-- Task to complete --
Reproduce everything from "For Dustin Pedroia, David" down to "of back injuries." in the baseball article below, keeping every word and punctuation mark unchanged.

For Dustin Pedroia, David Wright’s decision to step away from baseball was sobering news
New York Mets third baseman David Wright announced on Thursday that he would play at least one final game with the team on its last homestand then step away from baseball because of a long history of back injuries.
Wright is 35 and a seven-time All-Star who has played parts of 13 seasons in the majors. He will collect the final two years and $27 million on his contract with the team expected to receive an insurance settlement.
For Red Sox second baseman Dustin Pedroia, it was sobering news.
“I didn’t know about that,” he said. “That’s crazy. He was a great player.”
Pedroia is 35, has played parts of 13 seasons in the majors, and is a four-time All-Star. He also will end the season on the disabled list recovering from a series of surgical procedures on his left knee.
Once the season ends, Pedroia will have missed 216 games over the last two seasons, including all but three this year.
But unlike Wright, Pedroia has no intentions to step away from baseball. He sees his situation as temporary.
“I knew from the start this year would be tough,” Pedroia said. “But after this year I’ll be fine.”
Pedroia had cartilage restoration surgery last October and was told he would be able to return in May, which proved true. But complications put him back on the disabled list after only five days on the roster.

-- Records provided --
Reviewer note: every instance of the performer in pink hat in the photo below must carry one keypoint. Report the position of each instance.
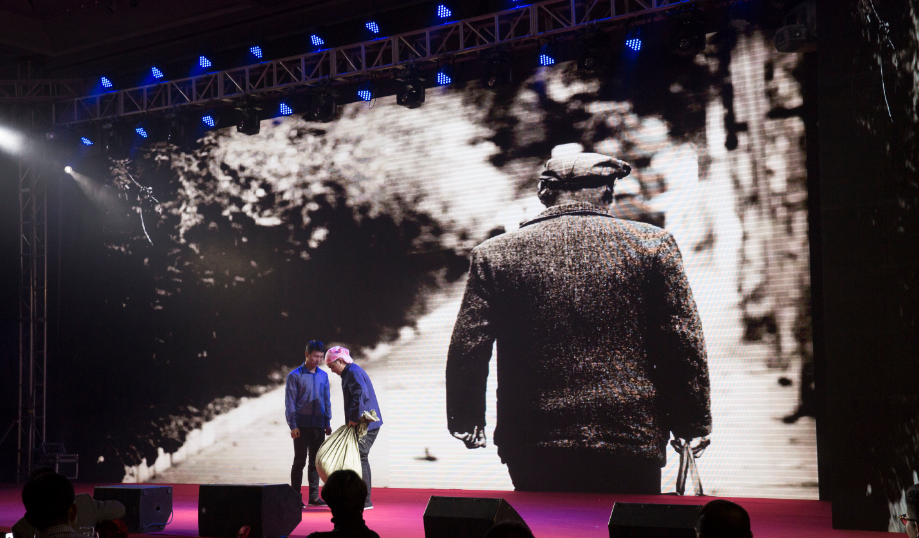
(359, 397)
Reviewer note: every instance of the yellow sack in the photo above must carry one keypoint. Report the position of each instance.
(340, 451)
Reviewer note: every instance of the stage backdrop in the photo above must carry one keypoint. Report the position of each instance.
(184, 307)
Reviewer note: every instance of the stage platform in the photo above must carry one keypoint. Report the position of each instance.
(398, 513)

---

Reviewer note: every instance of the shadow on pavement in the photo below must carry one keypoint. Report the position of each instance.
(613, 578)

-- Task output --
For Dustin Pedroia, David Wright’s decision to step away from baseball was sobering news
New York Mets third baseman David Wright announced on Thursday that he would play at least one final game with the team on its last homestand then step away from baseball because of a long history of back injuries.